> EXERCISE: The output is the lines below from the one with "Every instance of the white door earns" through the one with "Every instance of the hallway", both included, printed exactly and with no other line.

> DATA EXTRACT:
══════════════════════════════

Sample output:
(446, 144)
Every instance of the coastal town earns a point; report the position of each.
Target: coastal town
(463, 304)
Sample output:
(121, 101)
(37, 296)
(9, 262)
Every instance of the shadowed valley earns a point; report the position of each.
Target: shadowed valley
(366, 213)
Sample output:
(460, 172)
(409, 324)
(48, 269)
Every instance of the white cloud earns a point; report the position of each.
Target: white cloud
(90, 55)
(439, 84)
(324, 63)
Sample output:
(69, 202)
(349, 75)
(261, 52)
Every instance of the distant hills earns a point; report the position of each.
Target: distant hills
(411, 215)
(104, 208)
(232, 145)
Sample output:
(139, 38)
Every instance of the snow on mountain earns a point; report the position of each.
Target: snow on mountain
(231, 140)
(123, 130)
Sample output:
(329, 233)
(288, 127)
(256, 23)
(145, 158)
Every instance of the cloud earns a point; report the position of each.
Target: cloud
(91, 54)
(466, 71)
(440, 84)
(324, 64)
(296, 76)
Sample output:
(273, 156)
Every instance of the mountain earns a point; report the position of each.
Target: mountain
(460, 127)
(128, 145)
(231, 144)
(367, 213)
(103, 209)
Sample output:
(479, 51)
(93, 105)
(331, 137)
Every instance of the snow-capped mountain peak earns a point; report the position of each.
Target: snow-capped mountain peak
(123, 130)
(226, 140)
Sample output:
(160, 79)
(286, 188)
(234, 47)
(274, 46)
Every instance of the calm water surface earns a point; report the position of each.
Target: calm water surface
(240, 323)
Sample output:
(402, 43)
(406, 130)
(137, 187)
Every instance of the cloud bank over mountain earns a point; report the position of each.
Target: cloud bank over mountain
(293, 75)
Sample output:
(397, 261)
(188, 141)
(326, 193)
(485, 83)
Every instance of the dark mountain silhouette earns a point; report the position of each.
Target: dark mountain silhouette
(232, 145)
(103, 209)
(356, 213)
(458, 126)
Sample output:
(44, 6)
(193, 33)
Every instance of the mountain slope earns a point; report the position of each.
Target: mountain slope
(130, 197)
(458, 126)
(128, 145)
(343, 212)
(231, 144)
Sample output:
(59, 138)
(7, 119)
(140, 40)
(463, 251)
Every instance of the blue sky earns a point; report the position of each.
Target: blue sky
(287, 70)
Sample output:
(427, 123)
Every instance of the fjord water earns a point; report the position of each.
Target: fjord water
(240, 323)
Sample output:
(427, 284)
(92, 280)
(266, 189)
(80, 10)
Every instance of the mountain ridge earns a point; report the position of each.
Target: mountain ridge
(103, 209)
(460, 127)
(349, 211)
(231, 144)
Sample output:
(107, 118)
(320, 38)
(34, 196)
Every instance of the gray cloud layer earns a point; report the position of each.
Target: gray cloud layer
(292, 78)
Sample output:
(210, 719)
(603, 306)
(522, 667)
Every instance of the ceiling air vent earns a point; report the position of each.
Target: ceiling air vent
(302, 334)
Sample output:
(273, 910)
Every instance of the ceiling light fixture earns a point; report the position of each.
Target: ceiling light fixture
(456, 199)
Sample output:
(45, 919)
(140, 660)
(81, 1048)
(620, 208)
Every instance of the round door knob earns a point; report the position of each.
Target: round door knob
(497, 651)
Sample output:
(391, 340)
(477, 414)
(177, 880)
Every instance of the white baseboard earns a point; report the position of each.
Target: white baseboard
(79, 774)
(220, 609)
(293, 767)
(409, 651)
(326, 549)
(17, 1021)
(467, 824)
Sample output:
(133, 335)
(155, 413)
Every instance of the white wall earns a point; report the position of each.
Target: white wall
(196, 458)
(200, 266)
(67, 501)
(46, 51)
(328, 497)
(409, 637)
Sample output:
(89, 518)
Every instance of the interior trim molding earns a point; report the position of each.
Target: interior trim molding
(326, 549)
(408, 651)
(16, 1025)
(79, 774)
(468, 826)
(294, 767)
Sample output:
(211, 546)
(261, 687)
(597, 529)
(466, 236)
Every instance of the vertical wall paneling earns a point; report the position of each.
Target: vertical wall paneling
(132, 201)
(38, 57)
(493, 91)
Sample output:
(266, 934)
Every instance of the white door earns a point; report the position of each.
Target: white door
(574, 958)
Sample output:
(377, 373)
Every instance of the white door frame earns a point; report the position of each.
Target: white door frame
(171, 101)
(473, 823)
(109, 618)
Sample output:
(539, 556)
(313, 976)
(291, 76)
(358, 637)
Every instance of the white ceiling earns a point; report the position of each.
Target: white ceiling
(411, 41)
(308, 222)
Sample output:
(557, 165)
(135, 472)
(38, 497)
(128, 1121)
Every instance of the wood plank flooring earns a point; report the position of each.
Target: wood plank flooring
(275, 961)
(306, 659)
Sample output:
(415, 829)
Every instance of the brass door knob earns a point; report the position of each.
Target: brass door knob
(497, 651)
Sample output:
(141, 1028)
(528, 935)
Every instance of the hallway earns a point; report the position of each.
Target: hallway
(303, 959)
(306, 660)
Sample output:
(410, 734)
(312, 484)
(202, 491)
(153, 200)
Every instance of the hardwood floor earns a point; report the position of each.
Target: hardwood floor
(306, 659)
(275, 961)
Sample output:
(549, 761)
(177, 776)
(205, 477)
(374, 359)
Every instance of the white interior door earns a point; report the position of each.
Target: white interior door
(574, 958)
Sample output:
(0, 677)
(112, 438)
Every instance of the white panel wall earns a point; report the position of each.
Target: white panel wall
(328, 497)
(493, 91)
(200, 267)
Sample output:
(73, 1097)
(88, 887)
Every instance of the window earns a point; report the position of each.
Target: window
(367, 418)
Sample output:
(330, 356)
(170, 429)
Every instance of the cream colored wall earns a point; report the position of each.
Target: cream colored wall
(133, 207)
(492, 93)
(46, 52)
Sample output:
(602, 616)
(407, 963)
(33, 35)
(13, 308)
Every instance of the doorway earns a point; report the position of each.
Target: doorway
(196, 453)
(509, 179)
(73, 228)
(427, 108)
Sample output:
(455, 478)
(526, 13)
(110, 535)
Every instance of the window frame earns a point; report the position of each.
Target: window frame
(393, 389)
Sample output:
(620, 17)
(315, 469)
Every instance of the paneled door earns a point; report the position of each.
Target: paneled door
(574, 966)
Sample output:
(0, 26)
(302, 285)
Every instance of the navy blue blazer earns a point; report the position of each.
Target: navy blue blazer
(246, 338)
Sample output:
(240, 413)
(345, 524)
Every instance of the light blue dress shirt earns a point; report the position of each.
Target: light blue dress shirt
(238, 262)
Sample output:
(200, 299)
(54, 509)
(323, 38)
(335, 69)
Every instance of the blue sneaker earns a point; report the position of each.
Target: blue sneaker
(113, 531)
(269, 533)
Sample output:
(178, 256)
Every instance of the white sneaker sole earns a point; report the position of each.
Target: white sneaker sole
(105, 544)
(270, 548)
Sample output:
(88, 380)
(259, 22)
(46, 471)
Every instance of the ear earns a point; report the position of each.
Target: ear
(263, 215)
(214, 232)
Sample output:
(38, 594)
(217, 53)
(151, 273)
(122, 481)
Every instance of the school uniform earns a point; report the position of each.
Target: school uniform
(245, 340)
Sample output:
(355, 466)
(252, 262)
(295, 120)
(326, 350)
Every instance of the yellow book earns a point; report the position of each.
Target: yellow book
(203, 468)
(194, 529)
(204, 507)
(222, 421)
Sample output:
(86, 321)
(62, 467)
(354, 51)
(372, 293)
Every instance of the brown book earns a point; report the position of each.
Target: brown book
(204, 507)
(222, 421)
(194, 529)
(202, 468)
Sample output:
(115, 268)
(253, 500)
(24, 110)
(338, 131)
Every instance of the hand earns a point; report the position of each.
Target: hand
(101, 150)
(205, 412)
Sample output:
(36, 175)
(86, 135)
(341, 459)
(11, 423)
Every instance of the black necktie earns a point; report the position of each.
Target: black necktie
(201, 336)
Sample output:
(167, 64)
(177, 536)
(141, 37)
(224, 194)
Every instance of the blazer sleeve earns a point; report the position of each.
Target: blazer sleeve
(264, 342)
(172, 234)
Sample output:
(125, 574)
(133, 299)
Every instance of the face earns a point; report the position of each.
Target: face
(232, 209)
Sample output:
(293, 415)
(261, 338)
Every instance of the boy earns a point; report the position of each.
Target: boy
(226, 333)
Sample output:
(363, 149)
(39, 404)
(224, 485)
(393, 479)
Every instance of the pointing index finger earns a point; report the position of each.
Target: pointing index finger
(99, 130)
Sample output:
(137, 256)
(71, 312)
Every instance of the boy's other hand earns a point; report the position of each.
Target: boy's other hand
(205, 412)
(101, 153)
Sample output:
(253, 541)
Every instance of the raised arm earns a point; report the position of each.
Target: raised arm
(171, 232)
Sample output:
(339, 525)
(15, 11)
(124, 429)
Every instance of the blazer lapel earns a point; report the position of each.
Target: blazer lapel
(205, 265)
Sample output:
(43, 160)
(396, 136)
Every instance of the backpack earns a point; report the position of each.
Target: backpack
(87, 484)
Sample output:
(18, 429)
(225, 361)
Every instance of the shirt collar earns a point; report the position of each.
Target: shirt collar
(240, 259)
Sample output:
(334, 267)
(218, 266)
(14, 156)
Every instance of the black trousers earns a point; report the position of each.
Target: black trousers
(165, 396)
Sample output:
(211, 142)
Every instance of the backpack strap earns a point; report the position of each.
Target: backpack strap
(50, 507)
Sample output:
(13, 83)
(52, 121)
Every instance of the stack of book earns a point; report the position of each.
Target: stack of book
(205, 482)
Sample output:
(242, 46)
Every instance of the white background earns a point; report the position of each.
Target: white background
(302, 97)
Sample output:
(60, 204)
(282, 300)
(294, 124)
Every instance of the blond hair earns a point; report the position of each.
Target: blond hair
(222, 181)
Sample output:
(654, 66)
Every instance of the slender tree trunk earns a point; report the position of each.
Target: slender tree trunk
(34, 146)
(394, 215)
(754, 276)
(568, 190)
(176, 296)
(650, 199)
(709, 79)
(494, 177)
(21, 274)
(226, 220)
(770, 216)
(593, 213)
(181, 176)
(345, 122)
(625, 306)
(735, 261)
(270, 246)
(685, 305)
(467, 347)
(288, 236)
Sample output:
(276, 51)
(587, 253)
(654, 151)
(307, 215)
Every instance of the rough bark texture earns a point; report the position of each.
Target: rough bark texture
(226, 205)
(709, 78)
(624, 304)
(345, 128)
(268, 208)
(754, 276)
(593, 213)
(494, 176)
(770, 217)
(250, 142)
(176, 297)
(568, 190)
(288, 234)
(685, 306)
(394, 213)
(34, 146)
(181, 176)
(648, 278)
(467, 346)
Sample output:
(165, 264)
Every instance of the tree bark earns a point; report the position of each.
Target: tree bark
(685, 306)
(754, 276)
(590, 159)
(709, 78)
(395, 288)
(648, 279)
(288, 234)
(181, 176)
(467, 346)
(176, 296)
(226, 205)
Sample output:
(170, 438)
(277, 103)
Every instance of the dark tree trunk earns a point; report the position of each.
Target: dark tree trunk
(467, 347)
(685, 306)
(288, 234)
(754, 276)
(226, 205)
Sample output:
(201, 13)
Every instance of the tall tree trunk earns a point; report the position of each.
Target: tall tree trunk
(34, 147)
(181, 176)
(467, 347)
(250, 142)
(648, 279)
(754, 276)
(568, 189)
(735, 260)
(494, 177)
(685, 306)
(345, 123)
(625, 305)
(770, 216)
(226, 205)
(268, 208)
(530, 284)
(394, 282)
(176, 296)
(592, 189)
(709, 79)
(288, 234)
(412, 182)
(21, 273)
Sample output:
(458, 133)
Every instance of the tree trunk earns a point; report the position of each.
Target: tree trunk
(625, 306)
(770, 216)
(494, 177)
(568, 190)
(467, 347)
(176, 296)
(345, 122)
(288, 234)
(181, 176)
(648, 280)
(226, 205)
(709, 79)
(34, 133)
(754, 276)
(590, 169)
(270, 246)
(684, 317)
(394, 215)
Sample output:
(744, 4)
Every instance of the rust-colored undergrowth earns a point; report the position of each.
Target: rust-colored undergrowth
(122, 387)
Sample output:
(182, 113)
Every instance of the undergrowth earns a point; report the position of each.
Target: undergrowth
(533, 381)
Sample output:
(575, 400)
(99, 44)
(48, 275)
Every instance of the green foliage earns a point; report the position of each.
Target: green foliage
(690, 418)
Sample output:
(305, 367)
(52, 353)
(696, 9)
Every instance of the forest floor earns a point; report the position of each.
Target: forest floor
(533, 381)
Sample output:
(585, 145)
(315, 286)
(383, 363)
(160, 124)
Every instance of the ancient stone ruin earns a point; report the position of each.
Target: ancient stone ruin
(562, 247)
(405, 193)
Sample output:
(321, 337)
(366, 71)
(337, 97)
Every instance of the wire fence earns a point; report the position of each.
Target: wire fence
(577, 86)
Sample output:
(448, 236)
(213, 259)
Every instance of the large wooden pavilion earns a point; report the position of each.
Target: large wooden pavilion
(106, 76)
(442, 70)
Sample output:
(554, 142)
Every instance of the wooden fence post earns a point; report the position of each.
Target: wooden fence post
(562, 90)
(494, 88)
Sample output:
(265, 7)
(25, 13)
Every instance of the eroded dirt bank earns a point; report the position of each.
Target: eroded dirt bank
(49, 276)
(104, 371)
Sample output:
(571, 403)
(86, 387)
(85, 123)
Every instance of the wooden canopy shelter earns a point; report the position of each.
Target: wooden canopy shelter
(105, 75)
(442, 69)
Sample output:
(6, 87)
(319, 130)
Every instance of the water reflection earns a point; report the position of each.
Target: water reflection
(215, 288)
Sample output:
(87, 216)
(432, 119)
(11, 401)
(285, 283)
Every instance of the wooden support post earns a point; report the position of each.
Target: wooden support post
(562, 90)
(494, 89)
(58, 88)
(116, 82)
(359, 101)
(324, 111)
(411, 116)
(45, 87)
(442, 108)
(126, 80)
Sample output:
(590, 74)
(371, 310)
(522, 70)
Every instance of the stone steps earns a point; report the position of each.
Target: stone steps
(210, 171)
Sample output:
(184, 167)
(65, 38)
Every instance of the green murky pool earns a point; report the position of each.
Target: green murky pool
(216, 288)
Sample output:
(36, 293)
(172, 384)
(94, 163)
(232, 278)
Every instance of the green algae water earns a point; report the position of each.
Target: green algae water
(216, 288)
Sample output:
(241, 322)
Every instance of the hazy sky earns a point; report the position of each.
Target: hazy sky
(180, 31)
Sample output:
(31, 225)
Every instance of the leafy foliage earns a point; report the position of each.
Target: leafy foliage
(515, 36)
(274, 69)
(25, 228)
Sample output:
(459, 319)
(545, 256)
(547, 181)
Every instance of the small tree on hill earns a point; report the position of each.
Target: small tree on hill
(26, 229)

══════════════════════════════

> TASK ANSWER:
Every instance of the white door earns a point; report the position of each.
Target: white door
(574, 958)
Sample output:
(377, 373)
Every instance of the white door frame earns a point; report the position of each.
Target: white door frame
(171, 101)
(473, 823)
(109, 618)
Sample output:
(539, 556)
(313, 976)
(291, 76)
(358, 637)
Every instance of the white ceiling earns a point; report the position of each.
Target: white ceiling
(411, 41)
(308, 222)
Sample output:
(557, 165)
(135, 472)
(38, 497)
(128, 1121)
Every instance of the wood plank flooring earns a point; report the position of each.
Target: wood plank flooring
(275, 961)
(306, 659)
Sample output:
(415, 829)
Every instance of the brass door knob earns a point; report the position of each.
Target: brass door knob
(497, 651)
Sample output:
(141, 1028)
(528, 935)
Every instance of the hallway earns a point; report the position of each.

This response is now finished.